Source records:
|---|

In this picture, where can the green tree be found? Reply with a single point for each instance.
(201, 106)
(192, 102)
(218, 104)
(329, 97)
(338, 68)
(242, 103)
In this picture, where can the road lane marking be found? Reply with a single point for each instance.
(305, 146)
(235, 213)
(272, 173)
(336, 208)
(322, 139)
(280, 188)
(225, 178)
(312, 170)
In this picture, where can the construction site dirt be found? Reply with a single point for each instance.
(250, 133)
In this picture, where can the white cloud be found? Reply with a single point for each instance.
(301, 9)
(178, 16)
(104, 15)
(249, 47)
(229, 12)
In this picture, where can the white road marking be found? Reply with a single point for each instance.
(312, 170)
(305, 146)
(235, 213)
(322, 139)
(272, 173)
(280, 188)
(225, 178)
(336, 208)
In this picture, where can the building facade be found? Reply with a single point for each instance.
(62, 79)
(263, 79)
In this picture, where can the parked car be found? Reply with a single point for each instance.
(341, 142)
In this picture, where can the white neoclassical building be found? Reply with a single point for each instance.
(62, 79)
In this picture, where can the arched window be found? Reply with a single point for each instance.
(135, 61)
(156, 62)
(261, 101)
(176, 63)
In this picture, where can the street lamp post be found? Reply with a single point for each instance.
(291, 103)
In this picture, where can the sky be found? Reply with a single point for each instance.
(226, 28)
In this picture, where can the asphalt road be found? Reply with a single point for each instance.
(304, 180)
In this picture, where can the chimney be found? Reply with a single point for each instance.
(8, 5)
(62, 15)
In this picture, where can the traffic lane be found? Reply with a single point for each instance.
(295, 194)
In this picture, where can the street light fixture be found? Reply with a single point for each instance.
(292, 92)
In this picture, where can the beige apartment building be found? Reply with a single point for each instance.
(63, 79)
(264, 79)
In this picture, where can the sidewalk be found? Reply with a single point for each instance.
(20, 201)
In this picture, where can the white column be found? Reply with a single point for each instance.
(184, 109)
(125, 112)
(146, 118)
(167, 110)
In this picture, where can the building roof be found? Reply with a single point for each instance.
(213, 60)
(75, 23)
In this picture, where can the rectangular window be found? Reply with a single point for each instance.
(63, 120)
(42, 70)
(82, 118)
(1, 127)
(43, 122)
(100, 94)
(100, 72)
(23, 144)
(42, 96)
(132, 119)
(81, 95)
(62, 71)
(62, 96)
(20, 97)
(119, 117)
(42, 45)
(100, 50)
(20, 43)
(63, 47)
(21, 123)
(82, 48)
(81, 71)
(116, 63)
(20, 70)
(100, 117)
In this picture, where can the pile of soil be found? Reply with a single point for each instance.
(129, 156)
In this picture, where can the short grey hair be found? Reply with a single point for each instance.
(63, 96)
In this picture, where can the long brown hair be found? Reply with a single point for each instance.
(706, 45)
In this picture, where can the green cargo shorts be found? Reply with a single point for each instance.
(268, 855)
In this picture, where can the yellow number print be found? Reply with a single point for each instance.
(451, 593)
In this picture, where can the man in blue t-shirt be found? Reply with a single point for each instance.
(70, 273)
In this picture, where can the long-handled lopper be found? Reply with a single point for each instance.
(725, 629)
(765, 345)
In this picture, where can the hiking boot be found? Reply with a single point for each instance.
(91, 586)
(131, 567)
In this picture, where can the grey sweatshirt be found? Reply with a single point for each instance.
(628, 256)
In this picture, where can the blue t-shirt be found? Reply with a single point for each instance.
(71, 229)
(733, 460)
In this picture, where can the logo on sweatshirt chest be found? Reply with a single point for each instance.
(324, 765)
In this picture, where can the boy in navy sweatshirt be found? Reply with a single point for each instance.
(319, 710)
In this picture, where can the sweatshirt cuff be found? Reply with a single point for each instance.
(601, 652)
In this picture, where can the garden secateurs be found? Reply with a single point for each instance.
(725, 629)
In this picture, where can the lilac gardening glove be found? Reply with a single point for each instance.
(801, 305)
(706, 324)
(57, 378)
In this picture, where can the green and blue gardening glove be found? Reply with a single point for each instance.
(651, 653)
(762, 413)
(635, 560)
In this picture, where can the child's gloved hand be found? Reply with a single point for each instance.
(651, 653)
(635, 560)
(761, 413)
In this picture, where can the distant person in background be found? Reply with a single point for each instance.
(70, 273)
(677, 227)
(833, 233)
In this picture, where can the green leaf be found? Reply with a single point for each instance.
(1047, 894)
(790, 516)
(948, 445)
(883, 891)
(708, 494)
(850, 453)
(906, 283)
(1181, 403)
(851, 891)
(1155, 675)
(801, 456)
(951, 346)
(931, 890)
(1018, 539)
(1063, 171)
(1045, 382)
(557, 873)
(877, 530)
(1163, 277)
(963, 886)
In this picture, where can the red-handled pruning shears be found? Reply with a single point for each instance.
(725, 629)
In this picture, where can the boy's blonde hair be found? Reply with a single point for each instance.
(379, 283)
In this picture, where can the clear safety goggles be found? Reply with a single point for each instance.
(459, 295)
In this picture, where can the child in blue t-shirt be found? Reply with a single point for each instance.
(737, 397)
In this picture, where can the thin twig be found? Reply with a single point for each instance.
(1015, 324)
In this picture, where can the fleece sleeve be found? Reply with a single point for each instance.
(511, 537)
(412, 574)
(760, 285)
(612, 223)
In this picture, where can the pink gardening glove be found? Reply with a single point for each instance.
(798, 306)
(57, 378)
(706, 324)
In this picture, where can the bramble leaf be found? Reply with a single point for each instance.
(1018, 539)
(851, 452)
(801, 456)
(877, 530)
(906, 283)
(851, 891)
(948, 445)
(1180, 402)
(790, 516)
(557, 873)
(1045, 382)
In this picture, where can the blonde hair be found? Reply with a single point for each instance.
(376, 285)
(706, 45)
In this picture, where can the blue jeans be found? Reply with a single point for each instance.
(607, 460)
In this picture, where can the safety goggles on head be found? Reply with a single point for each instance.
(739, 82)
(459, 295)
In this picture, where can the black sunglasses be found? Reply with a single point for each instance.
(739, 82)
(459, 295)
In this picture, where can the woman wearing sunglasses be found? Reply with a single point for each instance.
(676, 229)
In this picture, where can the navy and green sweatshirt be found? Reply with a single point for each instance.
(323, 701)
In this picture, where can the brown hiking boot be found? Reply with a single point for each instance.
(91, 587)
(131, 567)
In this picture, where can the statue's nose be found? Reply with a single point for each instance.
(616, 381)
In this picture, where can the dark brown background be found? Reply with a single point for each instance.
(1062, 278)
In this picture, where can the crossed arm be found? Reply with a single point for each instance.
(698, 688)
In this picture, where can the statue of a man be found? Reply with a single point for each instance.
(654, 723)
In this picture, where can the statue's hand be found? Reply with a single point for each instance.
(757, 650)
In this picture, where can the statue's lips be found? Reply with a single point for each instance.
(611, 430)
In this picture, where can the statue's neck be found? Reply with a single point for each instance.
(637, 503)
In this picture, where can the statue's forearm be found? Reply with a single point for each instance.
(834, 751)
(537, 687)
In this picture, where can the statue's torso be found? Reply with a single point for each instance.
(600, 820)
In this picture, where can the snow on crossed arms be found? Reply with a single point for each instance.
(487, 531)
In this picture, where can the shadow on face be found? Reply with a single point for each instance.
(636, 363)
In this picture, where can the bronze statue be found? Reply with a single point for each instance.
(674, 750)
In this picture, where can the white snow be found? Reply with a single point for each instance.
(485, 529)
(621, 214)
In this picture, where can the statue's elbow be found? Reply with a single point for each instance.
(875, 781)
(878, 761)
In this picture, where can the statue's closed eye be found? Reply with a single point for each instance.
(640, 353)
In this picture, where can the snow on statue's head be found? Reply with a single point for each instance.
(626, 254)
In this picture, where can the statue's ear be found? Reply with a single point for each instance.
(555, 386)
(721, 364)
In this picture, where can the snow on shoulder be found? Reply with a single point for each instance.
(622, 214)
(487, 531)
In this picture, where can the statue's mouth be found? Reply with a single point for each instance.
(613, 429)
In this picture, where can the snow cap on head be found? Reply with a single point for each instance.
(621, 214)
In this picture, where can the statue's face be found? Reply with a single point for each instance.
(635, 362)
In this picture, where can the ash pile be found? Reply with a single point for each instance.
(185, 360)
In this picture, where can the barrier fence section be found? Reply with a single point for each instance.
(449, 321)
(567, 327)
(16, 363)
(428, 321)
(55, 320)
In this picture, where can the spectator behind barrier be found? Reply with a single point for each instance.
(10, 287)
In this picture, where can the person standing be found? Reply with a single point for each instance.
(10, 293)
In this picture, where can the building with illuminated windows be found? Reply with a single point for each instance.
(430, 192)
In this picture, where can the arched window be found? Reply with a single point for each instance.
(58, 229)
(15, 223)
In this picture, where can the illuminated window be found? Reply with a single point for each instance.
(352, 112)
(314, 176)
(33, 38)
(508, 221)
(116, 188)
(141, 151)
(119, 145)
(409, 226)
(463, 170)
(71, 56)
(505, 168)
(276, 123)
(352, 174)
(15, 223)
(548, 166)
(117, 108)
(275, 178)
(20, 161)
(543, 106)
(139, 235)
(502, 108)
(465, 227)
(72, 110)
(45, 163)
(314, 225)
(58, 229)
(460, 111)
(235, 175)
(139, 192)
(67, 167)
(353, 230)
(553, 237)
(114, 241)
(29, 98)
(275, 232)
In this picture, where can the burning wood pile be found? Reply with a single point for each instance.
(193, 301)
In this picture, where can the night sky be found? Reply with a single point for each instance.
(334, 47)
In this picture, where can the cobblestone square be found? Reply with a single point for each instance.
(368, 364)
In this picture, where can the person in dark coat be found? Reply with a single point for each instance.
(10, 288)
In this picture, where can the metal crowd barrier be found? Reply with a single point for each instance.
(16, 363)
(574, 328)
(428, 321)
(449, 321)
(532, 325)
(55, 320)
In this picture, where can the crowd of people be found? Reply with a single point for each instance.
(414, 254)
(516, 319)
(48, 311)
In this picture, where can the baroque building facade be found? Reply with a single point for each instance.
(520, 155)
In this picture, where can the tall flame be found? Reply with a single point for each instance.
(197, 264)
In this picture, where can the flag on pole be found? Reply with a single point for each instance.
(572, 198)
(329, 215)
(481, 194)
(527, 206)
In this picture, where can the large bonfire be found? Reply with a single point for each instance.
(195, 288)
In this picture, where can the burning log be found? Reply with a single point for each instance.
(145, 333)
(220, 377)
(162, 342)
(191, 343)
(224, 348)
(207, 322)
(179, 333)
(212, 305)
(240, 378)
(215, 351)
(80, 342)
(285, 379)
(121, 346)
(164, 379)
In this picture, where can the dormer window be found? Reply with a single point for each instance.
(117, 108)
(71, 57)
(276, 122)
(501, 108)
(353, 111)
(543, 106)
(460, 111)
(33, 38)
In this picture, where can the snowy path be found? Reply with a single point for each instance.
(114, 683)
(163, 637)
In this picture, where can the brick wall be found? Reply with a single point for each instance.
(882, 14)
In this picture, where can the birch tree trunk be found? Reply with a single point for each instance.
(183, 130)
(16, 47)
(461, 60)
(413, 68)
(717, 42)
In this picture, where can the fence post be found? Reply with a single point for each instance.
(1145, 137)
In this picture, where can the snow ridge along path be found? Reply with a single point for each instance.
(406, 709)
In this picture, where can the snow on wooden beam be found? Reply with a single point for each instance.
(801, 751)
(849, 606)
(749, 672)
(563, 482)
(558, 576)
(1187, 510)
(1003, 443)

|---|

YOUR INSTRUCTIONS:
Print exactly the lines from the one with "In this picture, where can the tall" through the end of the data, inclusive.

TASK SOLUTION:
In this picture, where can the tall flame be found? Reply with a single point for each instance.
(197, 264)
In this picture, where can the flag on pole be found? Reply with a single point for each instance.
(572, 198)
(329, 215)
(481, 194)
(527, 206)
In this picture, where can the large bonfire be found? Reply with a single point for each instance.
(195, 288)
In this picture, where can the burning log be found? Reply with a single point for each instance.
(145, 333)
(220, 377)
(162, 342)
(191, 343)
(224, 348)
(207, 322)
(179, 333)
(212, 305)
(240, 378)
(215, 351)
(80, 342)
(285, 379)
(121, 346)
(164, 379)
In this picture, where can the dormer window be found? Reply with a single point for each instance.
(117, 108)
(71, 57)
(276, 122)
(501, 108)
(353, 111)
(543, 106)
(460, 111)
(33, 38)
In this picture, where can the snowy path be found? Reply with a single point for each instance.
(114, 683)
(163, 637)
In this picture, where can the brick wall be found? Reply with a single point for each instance.
(882, 14)
In this picture, where can the birch tree trunk be found? Reply with a single point for each instance.
(183, 130)
(16, 47)
(461, 60)
(413, 68)
(717, 42)
In this picture, where can the fence post be found? Reply with a single point for each instance.
(1145, 137)
In this picture, where can the snow ridge along path be found? Reply with a single point for each instance.
(406, 709)
In this picture, where can the snow on wooden beam be found? Reply with a single point for each instance.
(801, 751)
(849, 606)
(749, 672)
(563, 482)
(558, 576)
(1187, 510)
(1003, 443)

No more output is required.